RECORDS TO PROCESS:
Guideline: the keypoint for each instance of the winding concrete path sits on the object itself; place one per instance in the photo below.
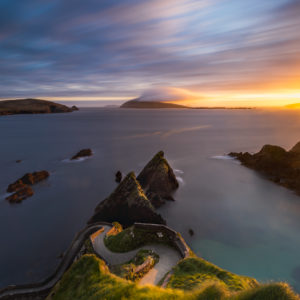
(168, 257)
(48, 284)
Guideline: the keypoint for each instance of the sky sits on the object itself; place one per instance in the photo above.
(201, 53)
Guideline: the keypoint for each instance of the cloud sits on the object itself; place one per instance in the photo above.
(123, 48)
(168, 94)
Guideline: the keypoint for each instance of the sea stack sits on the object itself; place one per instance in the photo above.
(127, 204)
(277, 164)
(158, 180)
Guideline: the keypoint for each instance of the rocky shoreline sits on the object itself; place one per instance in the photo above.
(32, 106)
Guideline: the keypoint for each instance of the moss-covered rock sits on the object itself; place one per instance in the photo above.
(126, 205)
(158, 180)
(279, 165)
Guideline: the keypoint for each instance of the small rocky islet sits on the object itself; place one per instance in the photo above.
(32, 106)
(21, 188)
(135, 198)
(276, 163)
(82, 153)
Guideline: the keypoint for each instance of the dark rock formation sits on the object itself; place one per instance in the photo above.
(21, 194)
(158, 180)
(191, 232)
(277, 164)
(126, 205)
(21, 188)
(31, 106)
(137, 103)
(27, 179)
(82, 153)
(118, 178)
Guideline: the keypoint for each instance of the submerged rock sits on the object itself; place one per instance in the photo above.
(82, 153)
(277, 164)
(21, 188)
(118, 178)
(126, 205)
(191, 232)
(28, 179)
(23, 193)
(158, 180)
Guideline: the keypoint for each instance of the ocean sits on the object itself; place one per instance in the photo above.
(242, 222)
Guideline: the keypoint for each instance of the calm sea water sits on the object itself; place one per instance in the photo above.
(241, 221)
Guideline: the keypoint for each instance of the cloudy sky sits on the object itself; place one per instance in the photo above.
(205, 52)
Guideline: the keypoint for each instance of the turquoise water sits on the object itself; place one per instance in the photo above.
(241, 221)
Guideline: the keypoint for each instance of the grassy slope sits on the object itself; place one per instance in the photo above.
(128, 270)
(191, 272)
(132, 238)
(90, 279)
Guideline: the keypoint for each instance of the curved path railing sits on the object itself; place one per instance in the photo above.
(43, 288)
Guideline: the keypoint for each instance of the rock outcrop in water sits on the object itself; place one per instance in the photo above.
(277, 164)
(21, 188)
(20, 194)
(126, 205)
(158, 180)
(32, 106)
(82, 153)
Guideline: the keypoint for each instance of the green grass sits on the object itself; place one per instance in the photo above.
(132, 238)
(192, 272)
(90, 279)
(129, 269)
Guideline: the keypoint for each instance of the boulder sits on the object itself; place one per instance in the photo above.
(17, 185)
(82, 153)
(118, 178)
(158, 180)
(127, 204)
(35, 177)
(23, 193)
(27, 179)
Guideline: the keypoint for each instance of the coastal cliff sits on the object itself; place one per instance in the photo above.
(277, 164)
(127, 204)
(32, 106)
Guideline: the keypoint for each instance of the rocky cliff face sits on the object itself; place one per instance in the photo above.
(127, 204)
(277, 164)
(32, 106)
(158, 180)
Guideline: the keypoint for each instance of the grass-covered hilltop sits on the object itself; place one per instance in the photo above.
(190, 278)
(32, 106)
(276, 163)
(127, 252)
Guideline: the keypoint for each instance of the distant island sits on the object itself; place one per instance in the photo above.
(32, 106)
(293, 106)
(138, 103)
(277, 164)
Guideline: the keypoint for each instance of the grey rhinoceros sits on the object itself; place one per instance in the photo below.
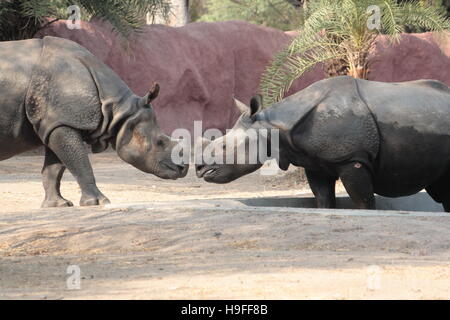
(392, 139)
(54, 92)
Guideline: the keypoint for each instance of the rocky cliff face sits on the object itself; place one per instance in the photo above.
(202, 66)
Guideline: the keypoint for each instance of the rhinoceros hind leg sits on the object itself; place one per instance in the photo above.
(440, 191)
(357, 180)
(323, 187)
(68, 146)
(52, 172)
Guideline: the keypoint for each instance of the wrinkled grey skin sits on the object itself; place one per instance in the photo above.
(55, 93)
(392, 139)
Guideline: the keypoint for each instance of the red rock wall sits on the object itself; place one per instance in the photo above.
(201, 66)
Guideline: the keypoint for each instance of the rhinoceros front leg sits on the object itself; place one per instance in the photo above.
(68, 146)
(323, 187)
(52, 173)
(357, 180)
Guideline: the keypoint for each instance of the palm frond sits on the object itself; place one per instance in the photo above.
(337, 31)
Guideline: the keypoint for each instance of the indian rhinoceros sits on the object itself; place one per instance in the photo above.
(54, 92)
(392, 139)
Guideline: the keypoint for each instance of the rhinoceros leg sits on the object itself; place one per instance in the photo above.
(440, 191)
(323, 187)
(51, 177)
(68, 145)
(357, 180)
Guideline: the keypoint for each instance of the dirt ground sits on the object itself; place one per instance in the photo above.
(163, 239)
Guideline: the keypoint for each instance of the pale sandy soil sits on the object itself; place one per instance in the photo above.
(178, 244)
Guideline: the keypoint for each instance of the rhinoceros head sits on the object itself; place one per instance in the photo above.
(235, 154)
(141, 143)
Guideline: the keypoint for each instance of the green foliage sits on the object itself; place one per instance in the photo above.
(21, 19)
(272, 13)
(337, 31)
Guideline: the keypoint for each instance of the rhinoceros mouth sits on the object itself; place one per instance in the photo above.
(206, 172)
(179, 169)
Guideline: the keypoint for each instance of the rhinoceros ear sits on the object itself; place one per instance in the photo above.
(153, 93)
(256, 104)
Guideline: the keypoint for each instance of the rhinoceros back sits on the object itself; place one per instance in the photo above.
(17, 60)
(71, 87)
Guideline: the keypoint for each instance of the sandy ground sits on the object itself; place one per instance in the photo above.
(179, 244)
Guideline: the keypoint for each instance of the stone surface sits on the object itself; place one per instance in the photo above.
(203, 65)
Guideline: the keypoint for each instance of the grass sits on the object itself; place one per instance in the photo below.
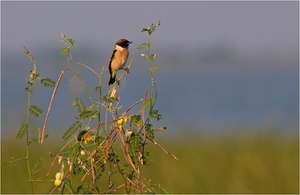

REQUEST:
Rescale the material from the line containing "Guideline: the keypoint for each instance of the sandy" through the end of the material, both ends included. Reproduce every line, including the guideline lines, but multiply each keypoint coordinate by 0.25 and round it to a whole number, with halves rounded up. Leave out the pictures.

WORKED ANSWER:
Guideline: the keypoint for each instance of the sandy ground sits on the object itself; place one per instance in the photo above.
(45, 61)
Guideline: the keypoint for each instance of the stone surface sits on the object itself; place one per instance in the photo above.
(51, 16)
Guideline: the keypoint for each instance of the grass sits on the object itself; place one per instance in the photo below.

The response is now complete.